══ Reading text ══

(Image source: Analytics Insight)

As a machine learning researcher in the biology field, I have been keeping an eye on the recently emerging field of AI in drug discovery. Living in Toronto myself, where many “star” companies in this field were founded (Atomwise, BenchSci, Cyclica, Deep Genomics, ProteinQure… just to name a few!), I talked to many people in this field, and attended a few meetup events about this topic. What I learned is that this field is growing at such a rapid speed, and it is becoming increasing hard to keep track of all companies in this field and get a comprehensive view of them. Therefore, I decide to use my data science skills to track and analyze the companies in this field, and build an interactive dashboard (click here if you can’t wait till the end of this post!) to visualize some key insights from my analysis.

(This article was also published on Towards Data Science.)

Dataset

The Chief Strategy Officer of BenchSci (one of the “star” AI-drug startups in Toronto), Simon Smith, is an excellent observer and communicator in the AI-drug discovery field. I have been following his podcast and blog about industry trends and new companies. He wroted a blog in 2017 listing all startups in AI-drug discovery field, and has been updating this list since then. This blog is what I have found to be the most comprehensive list of companies in this field (230 startups as of April 2020), and therefore I decided to use his blog as my main data source.

Data Preprocessing

Since the blog simply listed companies as different paragraphs, I first scraped company information from the blog using Beautiful Soup. Then, I converted the scraped data into DataFrame format using Pandas. The dataframe looks like this:

In order to visualize these companies’ locations in a map, I converted the address information in this table to latitude and longtitude using Geopy:

# match address to latitude and longitude.

═══
══ Given data ══

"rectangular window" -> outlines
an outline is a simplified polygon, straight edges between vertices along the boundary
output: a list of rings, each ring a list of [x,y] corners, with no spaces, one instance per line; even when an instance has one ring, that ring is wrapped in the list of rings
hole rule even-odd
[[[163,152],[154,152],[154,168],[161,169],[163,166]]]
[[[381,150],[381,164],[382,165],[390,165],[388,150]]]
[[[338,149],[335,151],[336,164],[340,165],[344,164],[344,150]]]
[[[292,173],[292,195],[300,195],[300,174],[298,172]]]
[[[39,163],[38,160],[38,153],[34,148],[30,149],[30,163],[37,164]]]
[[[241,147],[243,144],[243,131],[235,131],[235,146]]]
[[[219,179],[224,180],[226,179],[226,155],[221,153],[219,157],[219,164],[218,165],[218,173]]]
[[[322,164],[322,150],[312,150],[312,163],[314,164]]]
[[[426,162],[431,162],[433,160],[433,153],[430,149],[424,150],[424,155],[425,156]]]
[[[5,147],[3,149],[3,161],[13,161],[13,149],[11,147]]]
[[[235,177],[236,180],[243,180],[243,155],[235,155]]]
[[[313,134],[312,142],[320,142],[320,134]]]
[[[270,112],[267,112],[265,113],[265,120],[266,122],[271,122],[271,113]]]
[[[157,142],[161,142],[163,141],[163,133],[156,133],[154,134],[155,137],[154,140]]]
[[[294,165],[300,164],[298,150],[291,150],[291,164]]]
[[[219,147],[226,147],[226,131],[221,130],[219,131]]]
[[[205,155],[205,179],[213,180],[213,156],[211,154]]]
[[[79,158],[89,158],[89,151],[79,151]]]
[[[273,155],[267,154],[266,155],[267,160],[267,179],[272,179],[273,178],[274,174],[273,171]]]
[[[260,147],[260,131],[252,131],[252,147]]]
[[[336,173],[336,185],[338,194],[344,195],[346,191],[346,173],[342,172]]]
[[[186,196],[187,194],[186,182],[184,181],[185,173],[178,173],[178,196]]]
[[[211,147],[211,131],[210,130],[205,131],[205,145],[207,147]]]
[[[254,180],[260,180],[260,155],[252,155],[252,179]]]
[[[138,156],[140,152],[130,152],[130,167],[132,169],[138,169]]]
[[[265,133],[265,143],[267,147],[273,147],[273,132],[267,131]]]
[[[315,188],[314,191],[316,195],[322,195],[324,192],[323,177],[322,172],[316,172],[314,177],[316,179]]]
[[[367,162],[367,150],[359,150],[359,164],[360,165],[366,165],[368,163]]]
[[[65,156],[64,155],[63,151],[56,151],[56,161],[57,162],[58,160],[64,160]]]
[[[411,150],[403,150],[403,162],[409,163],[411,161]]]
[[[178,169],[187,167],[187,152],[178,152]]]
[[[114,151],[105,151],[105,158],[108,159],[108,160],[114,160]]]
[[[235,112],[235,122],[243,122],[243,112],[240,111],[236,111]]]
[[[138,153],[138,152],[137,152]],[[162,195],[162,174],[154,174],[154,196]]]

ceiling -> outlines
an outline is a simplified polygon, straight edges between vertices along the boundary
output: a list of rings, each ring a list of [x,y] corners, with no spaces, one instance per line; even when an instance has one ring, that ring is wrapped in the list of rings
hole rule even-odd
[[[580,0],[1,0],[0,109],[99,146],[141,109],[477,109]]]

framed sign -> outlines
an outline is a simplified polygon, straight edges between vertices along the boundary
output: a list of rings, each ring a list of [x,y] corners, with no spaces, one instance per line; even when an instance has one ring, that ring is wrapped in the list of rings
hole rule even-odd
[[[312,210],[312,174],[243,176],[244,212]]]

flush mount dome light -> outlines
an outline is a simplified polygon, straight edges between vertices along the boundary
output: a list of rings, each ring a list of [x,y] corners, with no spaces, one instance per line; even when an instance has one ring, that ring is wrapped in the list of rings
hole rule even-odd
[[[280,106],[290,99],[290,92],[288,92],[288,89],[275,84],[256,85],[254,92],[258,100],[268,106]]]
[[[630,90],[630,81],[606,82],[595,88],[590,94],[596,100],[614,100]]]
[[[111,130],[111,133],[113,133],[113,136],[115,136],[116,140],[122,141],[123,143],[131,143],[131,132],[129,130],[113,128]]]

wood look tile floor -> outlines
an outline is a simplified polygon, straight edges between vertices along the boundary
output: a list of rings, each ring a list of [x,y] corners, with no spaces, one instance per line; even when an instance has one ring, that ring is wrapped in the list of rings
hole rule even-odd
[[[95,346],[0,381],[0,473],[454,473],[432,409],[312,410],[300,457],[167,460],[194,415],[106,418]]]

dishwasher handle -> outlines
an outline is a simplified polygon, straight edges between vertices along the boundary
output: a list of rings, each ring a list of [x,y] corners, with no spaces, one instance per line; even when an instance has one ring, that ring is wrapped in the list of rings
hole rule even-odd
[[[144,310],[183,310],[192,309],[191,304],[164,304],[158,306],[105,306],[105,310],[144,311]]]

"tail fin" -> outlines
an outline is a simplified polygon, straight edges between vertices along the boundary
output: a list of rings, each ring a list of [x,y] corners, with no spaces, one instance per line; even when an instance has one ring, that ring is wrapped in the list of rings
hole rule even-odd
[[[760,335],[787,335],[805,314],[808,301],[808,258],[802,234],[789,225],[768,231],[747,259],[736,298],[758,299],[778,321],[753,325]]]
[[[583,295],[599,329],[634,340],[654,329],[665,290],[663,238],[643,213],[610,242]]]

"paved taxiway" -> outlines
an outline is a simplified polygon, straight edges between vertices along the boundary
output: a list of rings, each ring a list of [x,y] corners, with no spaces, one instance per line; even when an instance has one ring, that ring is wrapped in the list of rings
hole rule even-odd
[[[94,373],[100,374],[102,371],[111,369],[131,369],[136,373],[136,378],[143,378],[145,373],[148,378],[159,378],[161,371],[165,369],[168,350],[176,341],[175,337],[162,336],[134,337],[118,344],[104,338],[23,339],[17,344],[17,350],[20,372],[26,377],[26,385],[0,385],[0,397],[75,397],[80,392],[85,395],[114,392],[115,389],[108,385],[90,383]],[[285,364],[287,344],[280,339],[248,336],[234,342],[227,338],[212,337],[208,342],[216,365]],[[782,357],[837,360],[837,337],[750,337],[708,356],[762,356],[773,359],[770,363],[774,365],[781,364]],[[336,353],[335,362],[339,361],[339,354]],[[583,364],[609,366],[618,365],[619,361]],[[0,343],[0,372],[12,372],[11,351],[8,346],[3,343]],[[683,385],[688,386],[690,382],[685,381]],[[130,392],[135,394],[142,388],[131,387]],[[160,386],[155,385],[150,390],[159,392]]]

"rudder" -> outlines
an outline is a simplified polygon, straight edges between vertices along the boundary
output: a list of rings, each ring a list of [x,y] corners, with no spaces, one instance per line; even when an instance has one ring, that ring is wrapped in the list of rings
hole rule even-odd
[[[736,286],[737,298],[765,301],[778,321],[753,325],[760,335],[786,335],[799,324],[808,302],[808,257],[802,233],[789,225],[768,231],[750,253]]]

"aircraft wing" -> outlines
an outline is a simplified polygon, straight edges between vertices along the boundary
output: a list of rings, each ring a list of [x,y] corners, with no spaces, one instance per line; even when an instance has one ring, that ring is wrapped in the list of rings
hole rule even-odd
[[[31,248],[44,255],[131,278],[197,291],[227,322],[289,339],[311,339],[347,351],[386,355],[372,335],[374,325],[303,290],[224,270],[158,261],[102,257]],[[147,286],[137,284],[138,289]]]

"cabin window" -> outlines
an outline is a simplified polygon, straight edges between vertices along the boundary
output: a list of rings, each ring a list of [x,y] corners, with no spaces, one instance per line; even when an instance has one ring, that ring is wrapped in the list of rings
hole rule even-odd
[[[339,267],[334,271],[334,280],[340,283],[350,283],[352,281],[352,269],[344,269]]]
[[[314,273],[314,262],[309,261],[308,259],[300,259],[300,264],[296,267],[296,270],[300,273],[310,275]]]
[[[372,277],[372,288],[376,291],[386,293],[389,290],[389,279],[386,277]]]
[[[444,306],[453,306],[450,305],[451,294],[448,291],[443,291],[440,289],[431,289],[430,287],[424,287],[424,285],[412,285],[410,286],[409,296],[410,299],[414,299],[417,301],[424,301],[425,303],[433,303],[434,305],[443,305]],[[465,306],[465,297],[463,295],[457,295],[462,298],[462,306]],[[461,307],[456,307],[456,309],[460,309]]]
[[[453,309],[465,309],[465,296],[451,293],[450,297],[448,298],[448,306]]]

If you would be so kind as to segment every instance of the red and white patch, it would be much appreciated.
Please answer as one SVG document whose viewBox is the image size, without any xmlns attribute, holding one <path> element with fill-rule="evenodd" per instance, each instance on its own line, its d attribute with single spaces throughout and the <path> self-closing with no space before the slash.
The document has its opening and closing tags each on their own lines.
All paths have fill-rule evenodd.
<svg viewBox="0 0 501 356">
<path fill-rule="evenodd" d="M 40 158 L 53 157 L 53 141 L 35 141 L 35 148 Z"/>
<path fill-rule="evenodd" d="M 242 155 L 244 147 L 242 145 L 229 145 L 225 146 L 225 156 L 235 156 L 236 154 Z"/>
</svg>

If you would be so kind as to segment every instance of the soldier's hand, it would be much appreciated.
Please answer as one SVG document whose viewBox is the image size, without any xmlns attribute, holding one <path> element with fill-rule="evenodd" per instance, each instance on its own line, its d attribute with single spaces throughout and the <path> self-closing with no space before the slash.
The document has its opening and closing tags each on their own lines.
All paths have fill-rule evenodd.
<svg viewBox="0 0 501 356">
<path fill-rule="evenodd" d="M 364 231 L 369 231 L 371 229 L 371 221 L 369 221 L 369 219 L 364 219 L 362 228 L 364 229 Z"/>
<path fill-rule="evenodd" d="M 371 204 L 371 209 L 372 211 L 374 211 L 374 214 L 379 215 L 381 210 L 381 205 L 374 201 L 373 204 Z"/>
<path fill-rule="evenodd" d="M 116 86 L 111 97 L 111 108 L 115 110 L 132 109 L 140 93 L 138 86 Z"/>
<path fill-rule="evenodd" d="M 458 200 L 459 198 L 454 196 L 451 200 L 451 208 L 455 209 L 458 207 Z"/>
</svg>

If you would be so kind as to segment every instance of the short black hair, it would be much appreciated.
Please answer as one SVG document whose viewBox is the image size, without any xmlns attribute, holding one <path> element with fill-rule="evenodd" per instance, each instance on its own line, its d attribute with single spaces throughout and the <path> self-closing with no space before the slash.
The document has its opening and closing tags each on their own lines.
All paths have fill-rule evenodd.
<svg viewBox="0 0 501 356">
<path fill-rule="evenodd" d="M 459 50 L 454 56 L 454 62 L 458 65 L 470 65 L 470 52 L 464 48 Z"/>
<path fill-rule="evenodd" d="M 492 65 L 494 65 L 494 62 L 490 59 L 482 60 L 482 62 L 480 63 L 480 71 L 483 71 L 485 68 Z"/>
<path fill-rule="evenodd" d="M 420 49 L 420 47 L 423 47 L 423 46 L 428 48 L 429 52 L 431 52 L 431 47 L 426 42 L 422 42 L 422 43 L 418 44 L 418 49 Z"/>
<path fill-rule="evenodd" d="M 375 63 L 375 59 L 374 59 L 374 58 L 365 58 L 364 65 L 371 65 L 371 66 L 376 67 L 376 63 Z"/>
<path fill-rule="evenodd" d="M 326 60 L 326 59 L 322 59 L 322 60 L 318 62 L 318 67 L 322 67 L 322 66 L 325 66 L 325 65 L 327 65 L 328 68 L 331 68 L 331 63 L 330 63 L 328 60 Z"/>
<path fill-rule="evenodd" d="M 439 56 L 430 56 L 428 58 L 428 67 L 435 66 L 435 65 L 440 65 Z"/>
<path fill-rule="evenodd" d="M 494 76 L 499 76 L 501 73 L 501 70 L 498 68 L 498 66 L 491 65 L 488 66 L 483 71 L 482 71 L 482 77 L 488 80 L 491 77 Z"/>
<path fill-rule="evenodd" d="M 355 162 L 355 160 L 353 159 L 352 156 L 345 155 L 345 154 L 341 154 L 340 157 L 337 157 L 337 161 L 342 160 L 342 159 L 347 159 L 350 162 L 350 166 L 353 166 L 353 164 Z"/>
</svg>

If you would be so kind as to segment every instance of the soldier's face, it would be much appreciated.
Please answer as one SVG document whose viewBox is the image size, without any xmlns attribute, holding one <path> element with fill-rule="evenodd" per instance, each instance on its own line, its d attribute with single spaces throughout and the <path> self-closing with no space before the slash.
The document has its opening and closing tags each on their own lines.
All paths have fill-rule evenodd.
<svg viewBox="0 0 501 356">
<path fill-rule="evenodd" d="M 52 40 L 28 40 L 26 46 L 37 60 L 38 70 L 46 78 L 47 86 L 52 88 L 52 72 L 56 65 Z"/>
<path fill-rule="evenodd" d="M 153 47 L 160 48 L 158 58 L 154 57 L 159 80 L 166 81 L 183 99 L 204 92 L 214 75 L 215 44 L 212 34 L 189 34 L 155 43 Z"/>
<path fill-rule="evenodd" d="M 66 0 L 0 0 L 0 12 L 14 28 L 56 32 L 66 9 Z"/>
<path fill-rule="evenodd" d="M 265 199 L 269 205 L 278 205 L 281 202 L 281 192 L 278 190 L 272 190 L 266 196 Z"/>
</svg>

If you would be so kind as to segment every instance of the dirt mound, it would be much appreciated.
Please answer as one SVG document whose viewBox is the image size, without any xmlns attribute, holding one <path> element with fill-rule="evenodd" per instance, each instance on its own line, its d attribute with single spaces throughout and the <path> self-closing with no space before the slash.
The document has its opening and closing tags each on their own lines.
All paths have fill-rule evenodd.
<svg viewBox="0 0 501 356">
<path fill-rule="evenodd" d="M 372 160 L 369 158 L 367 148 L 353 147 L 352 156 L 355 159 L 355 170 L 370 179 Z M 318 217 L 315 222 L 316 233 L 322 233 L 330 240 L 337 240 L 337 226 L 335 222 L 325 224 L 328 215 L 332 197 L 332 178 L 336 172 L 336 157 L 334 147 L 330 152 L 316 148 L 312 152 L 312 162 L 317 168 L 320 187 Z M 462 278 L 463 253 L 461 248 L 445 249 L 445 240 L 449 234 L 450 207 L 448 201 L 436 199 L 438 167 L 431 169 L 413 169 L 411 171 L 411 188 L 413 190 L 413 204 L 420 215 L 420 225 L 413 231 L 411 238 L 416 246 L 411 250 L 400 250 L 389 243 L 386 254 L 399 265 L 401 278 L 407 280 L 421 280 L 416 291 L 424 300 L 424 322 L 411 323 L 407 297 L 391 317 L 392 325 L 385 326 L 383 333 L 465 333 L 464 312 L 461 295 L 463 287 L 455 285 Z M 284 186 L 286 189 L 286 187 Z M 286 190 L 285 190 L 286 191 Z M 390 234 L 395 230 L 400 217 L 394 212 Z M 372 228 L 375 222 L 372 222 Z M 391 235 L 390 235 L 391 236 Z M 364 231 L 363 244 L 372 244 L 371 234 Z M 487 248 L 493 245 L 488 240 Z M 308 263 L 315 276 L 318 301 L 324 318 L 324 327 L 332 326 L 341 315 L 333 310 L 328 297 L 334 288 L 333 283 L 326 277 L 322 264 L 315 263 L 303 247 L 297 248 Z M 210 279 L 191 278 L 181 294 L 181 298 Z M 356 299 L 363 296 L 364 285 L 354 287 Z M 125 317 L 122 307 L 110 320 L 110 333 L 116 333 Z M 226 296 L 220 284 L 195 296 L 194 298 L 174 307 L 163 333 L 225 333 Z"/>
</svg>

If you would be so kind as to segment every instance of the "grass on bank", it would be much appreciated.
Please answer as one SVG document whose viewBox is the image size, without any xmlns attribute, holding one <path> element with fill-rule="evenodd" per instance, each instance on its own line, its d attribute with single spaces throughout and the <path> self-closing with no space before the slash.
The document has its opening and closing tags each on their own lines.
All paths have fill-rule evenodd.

═══

Exercises
1. Please revise the post on AI drug discovery startups, beginning at the words "Since the blog" and stopping after "latitude and longitude.", with "Pandas" changed to "pandas".
2. Resume the post on AI drug discovery startups right after its final line.

Your written answers
1.
Since the blog simply listed companies as different paragraphs, I first scraped company information from the blog using Beautiful Soup. Then, I converted the scraped data into DataFrame format using pandas. The dataframe looks like this:

In order to visualize these companies’ locations in a map, I converted the address information in this table to latitude and longtitude using Geopy:

# match address to latitude and longitude.

2.
from geopy.geocoders import Nominatim
locator = Nominatim(user_agent="ai_drug")
lat, lng = [], []

for i, row in df.iterrows():
    location = locator.geocode(row.headquarters) or locator.geocode(row.city+','+row.country)
    lat.append(location.latitude)
    lng.append(location.longitude)

df['latitude'] = lat
df['longitude'] = lng

The funding information about these startups are not in the blog, therefore I searched for all 230 companies on crunchbase and pitchbook, and added these information to my dataset too.

Exploratory Data Analysis

I did some exploratory data analysis of the cleaned dataset, and noticed a few interesting things.

1. Explosion of startups since 2010

We can see this area didn’t really start existing until 1999. Schrödinger, the company that devolops chemical simulation software, was founded in 1990 and listed here, but I am not sure if their drug discovery platform has already started using AI in 1990… The explosion of startups started in post-2010 era, around the same time when the “AI-hype” started, and peaked in 2017.

2. Most VC fundings are early-stage

We can see the majority of companies that received funding are still in early stages of venture capital funding (Pre-seed to Series A), which might be due to the fact that most AI-drug startups are still at the stage of exploring business models and developing technologies and products rather than scaling the company size.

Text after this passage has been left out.